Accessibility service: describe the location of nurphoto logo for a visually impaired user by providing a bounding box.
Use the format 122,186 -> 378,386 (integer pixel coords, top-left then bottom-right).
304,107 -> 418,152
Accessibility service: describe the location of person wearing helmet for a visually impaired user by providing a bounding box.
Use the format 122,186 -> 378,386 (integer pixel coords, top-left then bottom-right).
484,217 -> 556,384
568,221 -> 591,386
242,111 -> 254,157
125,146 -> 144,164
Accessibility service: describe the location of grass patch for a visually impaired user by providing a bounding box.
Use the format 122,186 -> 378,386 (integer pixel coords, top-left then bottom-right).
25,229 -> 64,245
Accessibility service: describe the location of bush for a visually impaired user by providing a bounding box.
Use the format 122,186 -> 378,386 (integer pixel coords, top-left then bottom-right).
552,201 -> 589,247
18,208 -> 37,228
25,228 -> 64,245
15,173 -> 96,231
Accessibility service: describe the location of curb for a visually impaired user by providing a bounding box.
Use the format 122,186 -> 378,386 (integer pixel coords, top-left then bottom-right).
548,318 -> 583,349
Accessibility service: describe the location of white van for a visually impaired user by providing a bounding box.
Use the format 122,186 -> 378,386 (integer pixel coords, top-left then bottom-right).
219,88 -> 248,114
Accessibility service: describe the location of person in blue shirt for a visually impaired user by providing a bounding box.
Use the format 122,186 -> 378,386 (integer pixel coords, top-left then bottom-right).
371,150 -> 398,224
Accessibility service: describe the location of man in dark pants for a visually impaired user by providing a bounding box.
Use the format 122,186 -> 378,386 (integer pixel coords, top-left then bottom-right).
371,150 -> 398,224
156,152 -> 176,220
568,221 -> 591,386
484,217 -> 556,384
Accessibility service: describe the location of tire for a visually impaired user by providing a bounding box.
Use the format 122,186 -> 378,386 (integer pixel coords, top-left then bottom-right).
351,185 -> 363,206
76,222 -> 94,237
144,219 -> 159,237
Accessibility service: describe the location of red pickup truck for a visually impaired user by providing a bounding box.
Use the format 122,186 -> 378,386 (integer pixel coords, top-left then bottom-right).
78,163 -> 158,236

• **WHAT IS REQUIRED**
Can you convert every line of the records above into a JSON list of strings, one string per line, with blank lines left out?

• **EXERCISE RESULT**
[
  "Accessibility service: describe the location of nurphoto logo for a visually impaired user by providing a bounding box.",
  "Use the format 122,186 -> 378,386 (integer pixel coords, top-left then bottom-right).",
  "304,107 -> 418,152",
  "Accessibility service: describe the location of person wearing helmet for a visually impaired user by providing a bounding box.",
  "Use the format 122,186 -> 378,386 (integer pixel coords, top-left then bottom-right).",
  "484,217 -> 556,384",
  "568,221 -> 591,386",
  "242,111 -> 254,157",
  "125,146 -> 144,164",
  "Accessibility service: describe the location of grass patch for a visually impaired user by providing a bounding box.",
  "Use the format 122,186 -> 378,386 (integer pixel coords, top-left then bottom-right).",
  "25,229 -> 64,245",
  "Accessibility service: describe the location of bush for a visually impaired user by providing a bounding box.",
  "Use the format 122,186 -> 378,386 (integer pixel coords, top-left then bottom-right).",
  "552,201 -> 589,247",
  "18,208 -> 37,228",
  "25,228 -> 64,245",
  "15,173 -> 96,231",
  "Accessibility service: describe the location of curb for a visually impaired user by providing a bounding box.",
  "Use the format 122,186 -> 378,386 (integer pixel coords, top-left then bottom-right).",
  "548,318 -> 583,349",
  "Accessibility service: describe the location of white van for a visually impaired user by providing a bounding box.",
  "Use the format 122,186 -> 378,386 (integer pixel coords, top-left then bottom-right).",
  "219,88 -> 248,114",
  "Accessibility service: describe the location of person in blue shirt for a visually impaired user by providing a bounding box.",
  "Use the format 122,186 -> 378,386 (integer pixel coords, top-left then bottom-right).",
  "371,150 -> 398,224",
  "Accessibility service: describe the location of man in dark pants for a visually impaired user by providing a bounding box.",
  "Use the format 122,186 -> 378,386 (integer pixel coords, top-left then bottom-right).",
  "371,150 -> 398,224",
  "156,152 -> 176,220",
  "568,221 -> 591,386",
  "484,217 -> 556,384",
  "Accessibility service: describe the location of tire for a visually impaired user by providing a bounding box.",
  "Use the format 122,186 -> 378,386 (integer pixel coords, top-left then bottom-right).",
  "351,185 -> 363,206",
  "76,222 -> 94,237",
  "144,219 -> 159,237",
  "Accessibility service: describe the location of red pickup truck for a visually impaired user by providing a bounding box.",
  "Use the format 122,186 -> 378,386 (integer pixel coords, top-left then bottom-right).",
  "78,163 -> 158,236"
]